EXERCISE OBJECTIVE
Rewrite every line of the material below, with the request lines unchanged, and offset each coordinate in the points by adding 102 to it. Leave the pictures out of your answer.

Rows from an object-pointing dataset
--------------------------------
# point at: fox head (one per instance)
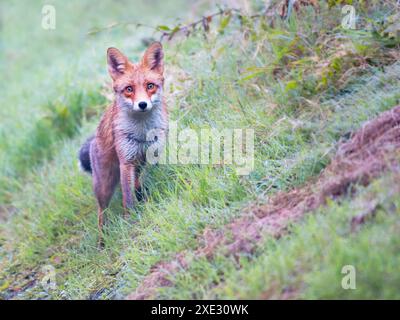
(138, 87)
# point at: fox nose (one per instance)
(142, 105)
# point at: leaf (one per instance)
(224, 22)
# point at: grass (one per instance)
(57, 93)
(307, 264)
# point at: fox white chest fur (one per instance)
(137, 118)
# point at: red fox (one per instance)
(117, 151)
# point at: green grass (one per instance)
(56, 97)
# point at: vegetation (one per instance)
(302, 82)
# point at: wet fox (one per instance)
(117, 151)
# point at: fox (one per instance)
(116, 153)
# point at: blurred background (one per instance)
(304, 75)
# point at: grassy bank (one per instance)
(300, 90)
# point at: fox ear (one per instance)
(153, 58)
(117, 62)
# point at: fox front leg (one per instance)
(128, 179)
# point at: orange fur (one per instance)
(117, 151)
--------------------------------
TASK RESPONSE
# point at: fox head (one per instance)
(240, 189)
# point at: fox nose (one per instance)
(244, 207)
# point at: leaf (one per instance)
(326, 124)
# point at: grass (one per instance)
(159, 195)
(409, 366)
# point at: fox white chest fur (one per instance)
(239, 220)
# point at: red fox (one per instance)
(219, 253)
# point at: green grass (one per instance)
(158, 199)
# point at: vegetation (one per instance)
(404, 184)
# point at: wet fox (one per instance)
(219, 253)
# point at: fox (one per instance)
(218, 255)
# point at: blurred background (one per instance)
(406, 177)
# point at: grassy bank (one per instance)
(402, 192)
# point at: fox ear (one per instance)
(255, 160)
(219, 164)
# point at: fox front leg (one per instance)
(230, 281)
# point at: orange fur (one per instance)
(219, 253)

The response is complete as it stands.